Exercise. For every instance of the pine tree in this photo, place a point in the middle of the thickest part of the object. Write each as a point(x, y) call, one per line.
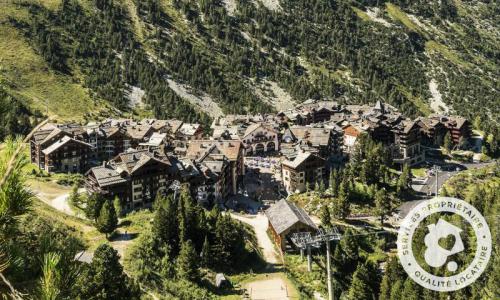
point(118, 206)
point(397, 290)
point(326, 220)
point(404, 182)
point(94, 205)
point(360, 288)
point(447, 142)
point(410, 290)
point(187, 267)
point(383, 204)
point(51, 276)
point(206, 253)
point(104, 278)
point(107, 220)
point(165, 226)
point(333, 182)
point(74, 196)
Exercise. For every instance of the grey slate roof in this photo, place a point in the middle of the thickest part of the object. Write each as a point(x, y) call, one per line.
point(66, 139)
point(106, 175)
point(285, 214)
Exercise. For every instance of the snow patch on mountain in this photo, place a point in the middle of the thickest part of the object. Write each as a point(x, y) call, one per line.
point(374, 14)
point(437, 103)
point(134, 95)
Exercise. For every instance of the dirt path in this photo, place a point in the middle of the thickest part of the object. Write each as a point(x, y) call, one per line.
point(274, 288)
point(259, 224)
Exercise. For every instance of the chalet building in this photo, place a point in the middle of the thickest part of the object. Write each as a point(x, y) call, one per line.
point(138, 133)
point(217, 176)
point(351, 134)
point(407, 148)
point(56, 148)
point(305, 170)
point(189, 132)
point(260, 138)
point(328, 142)
point(157, 142)
point(432, 131)
point(108, 141)
point(459, 127)
point(233, 150)
point(135, 177)
point(293, 116)
point(286, 218)
point(67, 155)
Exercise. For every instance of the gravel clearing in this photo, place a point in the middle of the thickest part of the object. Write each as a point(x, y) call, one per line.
point(437, 103)
point(271, 93)
point(259, 224)
point(203, 102)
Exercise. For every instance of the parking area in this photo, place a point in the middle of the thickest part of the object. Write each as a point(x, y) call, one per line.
point(261, 184)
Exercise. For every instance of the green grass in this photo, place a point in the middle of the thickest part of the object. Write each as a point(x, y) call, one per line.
point(397, 14)
point(446, 53)
point(422, 106)
point(361, 14)
point(418, 172)
point(25, 74)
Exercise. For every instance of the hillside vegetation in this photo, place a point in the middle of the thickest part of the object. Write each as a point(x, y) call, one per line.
point(83, 57)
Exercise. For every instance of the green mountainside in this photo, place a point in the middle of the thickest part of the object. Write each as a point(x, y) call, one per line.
point(196, 59)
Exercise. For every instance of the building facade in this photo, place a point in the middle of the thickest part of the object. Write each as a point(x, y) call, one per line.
point(305, 170)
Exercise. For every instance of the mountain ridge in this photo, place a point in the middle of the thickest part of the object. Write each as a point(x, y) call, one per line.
point(421, 57)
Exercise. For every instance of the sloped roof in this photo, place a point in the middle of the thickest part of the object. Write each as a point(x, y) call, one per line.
point(284, 214)
point(256, 126)
point(133, 160)
point(63, 141)
point(139, 132)
point(299, 159)
point(189, 128)
point(106, 176)
point(229, 148)
point(314, 135)
point(174, 125)
point(288, 136)
point(155, 140)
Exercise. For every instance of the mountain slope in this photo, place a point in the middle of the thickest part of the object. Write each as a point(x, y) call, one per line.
point(421, 56)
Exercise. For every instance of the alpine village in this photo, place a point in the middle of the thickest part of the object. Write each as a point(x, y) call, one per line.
point(234, 149)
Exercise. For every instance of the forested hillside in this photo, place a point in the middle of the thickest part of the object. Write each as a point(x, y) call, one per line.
point(252, 56)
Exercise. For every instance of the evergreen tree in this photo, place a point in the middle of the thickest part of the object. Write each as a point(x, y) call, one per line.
point(397, 290)
point(410, 290)
point(383, 204)
point(341, 207)
point(107, 220)
point(326, 220)
point(165, 226)
point(404, 182)
point(74, 196)
point(385, 288)
point(94, 205)
point(117, 204)
point(104, 278)
point(360, 288)
point(187, 267)
point(206, 253)
point(51, 277)
point(333, 182)
point(447, 142)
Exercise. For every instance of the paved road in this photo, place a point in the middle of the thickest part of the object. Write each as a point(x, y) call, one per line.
point(451, 169)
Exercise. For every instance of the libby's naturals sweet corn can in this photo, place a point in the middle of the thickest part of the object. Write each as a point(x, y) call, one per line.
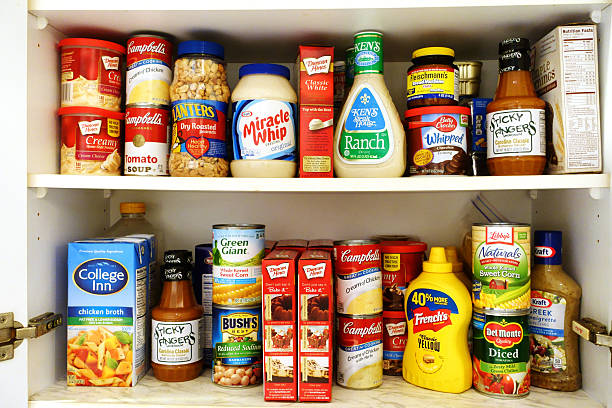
point(501, 266)
point(237, 253)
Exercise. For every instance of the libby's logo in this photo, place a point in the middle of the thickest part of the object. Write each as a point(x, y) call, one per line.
point(500, 235)
point(314, 271)
point(278, 271)
point(503, 335)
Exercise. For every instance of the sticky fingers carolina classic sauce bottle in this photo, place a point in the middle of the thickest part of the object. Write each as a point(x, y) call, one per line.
point(438, 310)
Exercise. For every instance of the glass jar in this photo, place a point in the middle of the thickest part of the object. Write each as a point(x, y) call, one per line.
point(199, 95)
point(433, 79)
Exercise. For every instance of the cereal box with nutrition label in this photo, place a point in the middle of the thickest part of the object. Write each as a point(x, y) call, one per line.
point(107, 312)
point(315, 326)
point(280, 331)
============
Directions
Send back the data above verbatim, leaving out its pictures.

Exercise solution
Exercise. For every instance of the pine tree in this photo, place a point in the middle of the thickest part of the object. Write each as a point(x, y) call, one per line.
point(118, 206)
point(397, 290)
point(326, 220)
point(404, 182)
point(94, 205)
point(360, 288)
point(447, 142)
point(410, 290)
point(187, 267)
point(383, 204)
point(51, 276)
point(206, 253)
point(104, 278)
point(107, 220)
point(165, 226)
point(333, 182)
point(74, 196)
Exercise. For every instance of the grey slate roof in this photo, place a point in the middle of the thickest part of the object. Write each as a point(x, y) call, one per line.
point(66, 139)
point(106, 175)
point(285, 214)
Exercise. For every instance of the snow patch on mountain in this photo, place a point in the middle of the thickest part of the object. Write each as a point(x, y) call, one per line.
point(374, 14)
point(437, 103)
point(134, 95)
Exercise. For every instance of the dirt path in this photo, place a point in the middle of the thickest part of the object. Write each as a point(x, y) call, one per line.
point(274, 288)
point(259, 224)
Exercise. For every instance of the chalet building in this photo, place a point in the middle of the thickest part of the object. Write each as a point(x, y) call, one per line.
point(138, 133)
point(217, 176)
point(351, 134)
point(407, 148)
point(56, 148)
point(305, 170)
point(189, 132)
point(260, 138)
point(328, 142)
point(157, 142)
point(432, 131)
point(108, 141)
point(459, 127)
point(233, 150)
point(135, 177)
point(293, 116)
point(286, 218)
point(67, 155)
Exercise. For every instance of the gravel clearing in this photo, place a point in the middle of the thickest part of the object. Write each as a point(x, y) call, one per line.
point(437, 103)
point(271, 93)
point(259, 224)
point(203, 102)
Exercise. For every instance of the parking area in this photo, place a point in the middle of the thickest part of the object. Write each as a point(x, y) call, one per line.
point(261, 184)
Exercise. For every instance of the green grass in this photo, place a point in the middle of the thickest part of the object. Write each as a point(x, y) call, one per line.
point(397, 14)
point(446, 53)
point(422, 106)
point(361, 14)
point(418, 172)
point(25, 74)
Exercise. For every instance of the hillside vegetation in this photo, place a point in the middle of the thickest part of the object. Write each as a point(x, y) call, one per line.
point(83, 57)
Exercise. For every instance of the green mountainside in this photo, place a point in the middle of the thickest part of the object. Write each as a point(x, y) call, one per line.
point(196, 59)
Exercise. For every instance of the building facade in this photo, place a point in the middle of the thickest part of the object. Write each as a point(x, y) call, one per line.
point(305, 170)
Exercise. For every instance of the mountain ridge in this photo, place a point in the middle of the thickest part of the object. Write each as a point(x, y) call, one per line.
point(421, 57)
Exercise. For every instance of the sloped roof in this photo, place a point in the middle of the thickest part of the object. Write each as a point(x, y) call, one per line.
point(284, 214)
point(256, 126)
point(133, 160)
point(63, 141)
point(139, 132)
point(299, 159)
point(189, 128)
point(106, 176)
point(229, 148)
point(314, 135)
point(174, 125)
point(288, 136)
point(155, 140)
Exercise. For every instance of the mountain slope in this photo, place a point in the middle of the thickest part of the object. Write each as a point(x, y) call, one per line.
point(421, 56)
Exercise. For every instance of the alpine village in this photo, place a point in the middle of the thickest part of the object. Write each as a point(x, y) call, one per line.
point(234, 149)
Exercise. For every instance of the forested hillside in this photo, place a point in the middle of the thickest part of the object. Write each as a point(x, y) call, one per line.
point(252, 56)
Exercise. For every instance of the evergreen tree in this photo, place a point in the middle of the thickest part of the object. Write each as a point(x, y) call, one per line.
point(397, 290)
point(410, 290)
point(383, 204)
point(341, 207)
point(107, 220)
point(326, 220)
point(165, 226)
point(404, 182)
point(74, 196)
point(385, 288)
point(94, 205)
point(117, 204)
point(104, 278)
point(360, 288)
point(187, 267)
point(206, 253)
point(51, 277)
point(333, 182)
point(447, 142)
Exercise. For every instance of the paved road in this photo, place a point in the middle of the thickest part of the object. Write each as a point(x, y) call, one per line.
point(451, 169)
Exercise. For every instance of the libby's naturals sweet corn can in this photo, place a point in the middle of the thickest part of the object. Write each as a point(x, y) call, one per line.
point(501, 266)
point(237, 253)
Exercise. For every instance of the libby's logo in this photo, place a point in the middle of the thickest part of the object. Write each as a point(x, y) call, one per line.
point(500, 235)
point(314, 271)
point(278, 271)
point(503, 335)
Exercise. For every instance of the sticky fingers carolina classic sauce bottle in this photo, place a point in the middle of the thickest part of the object. Write each as a point(x, y) call, one per line.
point(438, 310)
Exercise. For every instance of the glass jar in this photo, place a point in the middle of the thickest part of the object. Write each as a point(x, y) call, one per line.
point(199, 95)
point(433, 79)
Exercise. For every instance of the cereal box with nutrition label in this photo, place a point in the middle of the thickest part of the object. Write each as a point(x, y) call, one per line.
point(107, 312)
point(315, 326)
point(280, 331)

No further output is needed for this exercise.